■ GOAL ■
Rewrite the data from the line containing "Expected behaviour: the pointer locates the snow covered" through the last line as a Markdown table with the columns "No." and "Text". Put each line in its own numbered row and leave out blank lines.
* BEGIN DATASET EXTRACT *
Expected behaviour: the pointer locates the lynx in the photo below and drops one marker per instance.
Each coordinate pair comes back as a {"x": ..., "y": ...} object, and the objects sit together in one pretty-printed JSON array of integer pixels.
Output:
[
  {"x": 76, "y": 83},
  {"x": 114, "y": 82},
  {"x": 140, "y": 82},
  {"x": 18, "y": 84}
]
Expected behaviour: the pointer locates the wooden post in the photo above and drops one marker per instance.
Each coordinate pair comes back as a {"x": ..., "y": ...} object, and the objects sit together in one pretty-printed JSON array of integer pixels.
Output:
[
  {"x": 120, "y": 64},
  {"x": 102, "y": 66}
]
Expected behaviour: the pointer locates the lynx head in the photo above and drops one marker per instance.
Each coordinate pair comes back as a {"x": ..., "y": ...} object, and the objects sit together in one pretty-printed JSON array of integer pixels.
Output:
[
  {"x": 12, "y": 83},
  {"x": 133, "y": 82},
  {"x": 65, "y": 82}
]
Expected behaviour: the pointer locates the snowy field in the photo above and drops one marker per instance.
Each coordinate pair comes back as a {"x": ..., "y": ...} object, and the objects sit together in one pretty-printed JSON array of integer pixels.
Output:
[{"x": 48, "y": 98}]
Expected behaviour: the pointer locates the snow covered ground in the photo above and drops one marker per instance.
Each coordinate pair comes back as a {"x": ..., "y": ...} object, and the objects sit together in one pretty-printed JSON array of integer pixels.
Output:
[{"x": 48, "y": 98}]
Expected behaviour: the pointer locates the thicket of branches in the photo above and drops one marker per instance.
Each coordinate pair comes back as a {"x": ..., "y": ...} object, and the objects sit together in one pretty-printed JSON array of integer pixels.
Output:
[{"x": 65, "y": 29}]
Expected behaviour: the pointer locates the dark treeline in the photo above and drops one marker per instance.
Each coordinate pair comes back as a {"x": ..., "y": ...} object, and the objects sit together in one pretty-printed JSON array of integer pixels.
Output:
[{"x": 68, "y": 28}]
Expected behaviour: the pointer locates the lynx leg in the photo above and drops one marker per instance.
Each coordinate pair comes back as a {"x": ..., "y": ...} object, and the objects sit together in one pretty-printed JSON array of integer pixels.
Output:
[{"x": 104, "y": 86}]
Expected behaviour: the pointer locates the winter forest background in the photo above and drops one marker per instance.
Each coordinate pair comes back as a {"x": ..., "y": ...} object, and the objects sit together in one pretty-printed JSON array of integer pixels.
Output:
* END DATASET EXTRACT *
■ COMPLETE OUTPUT ■
| No. | Text |
|---|---|
| 1 | Expected behaviour: the pointer locates the snow covered ground in the photo above and drops one marker per instance. |
| 2 | Each coordinate pair comes back as a {"x": ..., "y": ...} object, and the objects sit together in one pretty-printed JSON array of integer pixels. |
| 3 | Output: |
| 4 | [{"x": 48, "y": 98}] |
| 5 | Expected behaviour: the pointer locates the thicket of branches in the photo above and drops one marker per instance. |
| 6 | Each coordinate pair comes back as a {"x": ..., "y": ...} object, and the objects sit together in one pretty-printed JSON array of integer pixels. |
| 7 | Output: |
| 8 | [{"x": 65, "y": 29}] |
| 9 | Expected behaviour: the pointer locates the dark treeline in the photo above and drops one marker per instance. |
| 10 | Each coordinate pair comes back as a {"x": ..., "y": ...} object, and the objects sit together in one pretty-printed JSON array of integer pixels. |
| 11 | Output: |
| 12 | [{"x": 68, "y": 28}] |
| 13 | Expected behaviour: the pointer locates the lynx leg in the photo above and drops one marker per instance. |
| 14 | Each coordinate pair comes back as a {"x": ..., "y": ...} object, and the objects sit together in one pretty-printed JSON array of integer pixels. |
| 15 | Output: |
| 16 | [{"x": 104, "y": 86}] |
| 17 | Expected behaviour: the pointer locates the winter forest background in the photo above and drops one marker per instance. |
| 18 | Each coordinate pair comes back as a {"x": ..., "y": ...} object, and the objects sit together in one pretty-printed JSON array of integer pixels. |
| 19 | Output: |